— Exercise —
What is needed here is an exact transcription of the entries that follow.

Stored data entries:
"""

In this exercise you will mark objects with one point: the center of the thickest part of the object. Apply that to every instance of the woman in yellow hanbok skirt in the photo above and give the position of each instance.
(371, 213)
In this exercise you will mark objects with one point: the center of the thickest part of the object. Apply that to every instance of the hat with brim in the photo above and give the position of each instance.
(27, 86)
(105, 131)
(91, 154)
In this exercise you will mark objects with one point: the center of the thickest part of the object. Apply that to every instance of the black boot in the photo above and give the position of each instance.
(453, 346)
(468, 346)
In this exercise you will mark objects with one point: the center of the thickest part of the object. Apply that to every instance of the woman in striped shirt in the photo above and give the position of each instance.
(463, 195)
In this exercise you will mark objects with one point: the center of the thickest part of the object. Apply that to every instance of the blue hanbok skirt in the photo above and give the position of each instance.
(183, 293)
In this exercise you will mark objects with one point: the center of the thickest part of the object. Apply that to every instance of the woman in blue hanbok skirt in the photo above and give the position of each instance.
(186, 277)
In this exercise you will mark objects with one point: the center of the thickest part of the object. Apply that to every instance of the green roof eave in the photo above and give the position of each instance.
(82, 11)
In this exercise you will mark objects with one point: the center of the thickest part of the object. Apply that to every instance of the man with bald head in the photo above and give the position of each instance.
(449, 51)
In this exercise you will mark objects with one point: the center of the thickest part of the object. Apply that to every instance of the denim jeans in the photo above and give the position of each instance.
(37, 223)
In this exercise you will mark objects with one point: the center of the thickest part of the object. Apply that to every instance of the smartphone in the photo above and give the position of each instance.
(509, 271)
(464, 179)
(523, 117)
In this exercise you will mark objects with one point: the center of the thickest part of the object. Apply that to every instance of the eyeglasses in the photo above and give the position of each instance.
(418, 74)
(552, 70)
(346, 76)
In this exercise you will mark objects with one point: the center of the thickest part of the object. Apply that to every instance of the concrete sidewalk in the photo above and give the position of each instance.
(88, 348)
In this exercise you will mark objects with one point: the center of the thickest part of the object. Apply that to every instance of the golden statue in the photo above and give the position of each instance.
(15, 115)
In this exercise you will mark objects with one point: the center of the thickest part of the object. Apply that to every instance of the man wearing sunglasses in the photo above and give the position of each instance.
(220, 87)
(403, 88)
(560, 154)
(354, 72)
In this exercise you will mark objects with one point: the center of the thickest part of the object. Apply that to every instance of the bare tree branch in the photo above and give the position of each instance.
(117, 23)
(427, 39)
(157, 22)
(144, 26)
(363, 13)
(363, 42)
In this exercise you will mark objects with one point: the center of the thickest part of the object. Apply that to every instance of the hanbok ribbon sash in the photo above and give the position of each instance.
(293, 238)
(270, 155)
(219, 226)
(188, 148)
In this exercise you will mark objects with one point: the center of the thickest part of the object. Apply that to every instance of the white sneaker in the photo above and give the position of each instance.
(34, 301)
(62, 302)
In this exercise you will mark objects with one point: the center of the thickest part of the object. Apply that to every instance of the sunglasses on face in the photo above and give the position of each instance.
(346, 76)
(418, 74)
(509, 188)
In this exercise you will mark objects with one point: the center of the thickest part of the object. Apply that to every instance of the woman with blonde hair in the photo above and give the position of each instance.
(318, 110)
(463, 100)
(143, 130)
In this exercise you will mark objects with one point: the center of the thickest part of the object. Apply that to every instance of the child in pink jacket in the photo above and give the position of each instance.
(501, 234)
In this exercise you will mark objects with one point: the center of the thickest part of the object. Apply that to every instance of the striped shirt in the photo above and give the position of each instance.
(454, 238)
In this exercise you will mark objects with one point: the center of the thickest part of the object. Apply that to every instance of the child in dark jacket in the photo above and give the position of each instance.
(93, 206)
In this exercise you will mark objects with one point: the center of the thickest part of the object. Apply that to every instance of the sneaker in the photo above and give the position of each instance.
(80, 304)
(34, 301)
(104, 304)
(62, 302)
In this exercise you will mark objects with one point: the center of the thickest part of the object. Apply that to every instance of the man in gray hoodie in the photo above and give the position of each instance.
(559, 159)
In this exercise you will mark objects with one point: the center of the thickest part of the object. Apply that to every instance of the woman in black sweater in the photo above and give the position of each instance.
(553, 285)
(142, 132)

"""

— Written solution —
In this exercise you will mark objects with one point: the center of the thickest part of the object. Apply that to every instance of the woman in yellow hanbok skirt in the photo above and give the position of each instance.
(371, 213)
In this exercise you will mark objects with one point: the center of the thickest part of the object. Apply that to every instance of the hat with brim in the photo above and give the position of each instance.
(27, 86)
(105, 131)
(91, 154)
In this exercise you will mark objects with one point: the center of the thickest part of the object. Apply that to every instance of the black boot in the photo above and give the position of each instance.
(453, 346)
(468, 346)
In this exercise you will mark objects with one point: the center of the thickest part of the object. Apply that to every instance of the woman in striped shirt in the photo above and give the position of each instance.
(463, 195)
In this exercise you will mark objects with one point: the center of the thickest part of the object. Apply that to every instance of the blue hanbok skirt in the photo above and give the position of each instance.
(183, 293)
In this exercise you will mark objects with one point: the center of the thickest part of the object. Apply that to every instance of the woman in blue hanbok skirt in the photo above and give the position of each instance.
(186, 277)
In this exercise you will mark objects with one point: the center of the thickest part of the object. Apply that to every instance of the green roof eave in the photo above and give the position of each instance.
(82, 11)
In this exercise you will mark objects with one point: the center of the thickest part of the object. Apply that to every instance of the man with bald head in the photo above and give the position of each instance.
(449, 51)
In this exercise you will mark objects with one point: the center of the thickest part of the object. Apply that to every instance of the denim jeans in the photo above and give the position of each instance.
(37, 223)
In this exercise you will mark objects with one point: the center of the thickest part of the object. Apply that to every instance of the smartphone in the photo above and give the position of each instance.
(509, 271)
(464, 179)
(523, 117)
In this exercise you will mark objects with one point: the center of the thickest part of the object. Apply that to every instance of the eyeglasses in the photo above and give the position of each instance.
(418, 74)
(552, 70)
(346, 76)
In this exercise you will mark objects with one point: the center of the thickest part of the object. Apply that to every instance of the concrete sidewalk in the photo above and give the position of each instance.
(88, 348)
In this exercise you will mark objects with one point: the center of the thickest part of the object. Apply that to every instance of the golden statue in the photo above and give the position of each instance.
(15, 115)
In this exercise you will mark objects with one point: the center of the thickest part of the object. Apply that to every instance of the man wearing sunglasses in the photo above and give the position of each instance.
(220, 87)
(403, 88)
(560, 154)
(354, 72)
In this exercise you will mark objects with one point: the center of the thickest part of the object. Apply that to every instance of the bare tree branch in the photo above and give the position of each instance.
(117, 23)
(427, 39)
(157, 22)
(144, 26)
(363, 13)
(363, 42)
In this exercise you will mark objects with one point: the center of the thickest part of the object. Apply that to every instance of the hanbok ribbon sash in the photo above and give the position of each instance.
(293, 238)
(270, 155)
(219, 226)
(188, 148)
In this exercise you will mark objects with one point: the center of the thickest part of the object. Apply that to every instance of the white sneaker in the photo above and give the position of each instance.
(34, 301)
(62, 302)
In this exercise you will mark objects with one point: the center of the thickest part of the object. Apply that to every instance of the sunglasses on face in the photo above and give the position of each instance.
(346, 76)
(418, 74)
(509, 188)
In this exercise you will mark objects with one point: the center of the thickest part of the object. Apply that to every instance of the woman with blonde hair in the photo above and give the position of each instance.
(318, 110)
(463, 100)
(143, 130)
In this exercise you will mark objects with one point: the center of the thickest part of the object. Apply that to every instance of the child in pink jacket in the photo above and give the position of each instance.
(501, 234)
In this exercise you will mark objects with one point: the center of the thickest part of the object. Apply that to every instance of the striped shirt in the photo above and give the position of each instance.
(454, 238)
In this exercise you will mark objects with one point: the center of the thickest part of the object. Apply that to every instance of the child in dark jacket in the photo above and give the position of each instance.
(93, 206)
In this exercise you will mark objects with one point: the center of the thickest part of the object. Apply that to every instance of the sneaker in the photo above and give the position of each instance.
(80, 304)
(34, 301)
(104, 304)
(62, 302)
In this exercise you will mark objects with one point: the center of the thickest part of the object. Apply that to every instance of the man in gray hoodie in the photo above and give the position of each instance.
(559, 159)
In this exercise you will mark objects with one point: the center of the thickest part of the object. Apply that to every instance of the woman in black sweater in the photo above and give the position of each instance.
(553, 285)
(142, 132)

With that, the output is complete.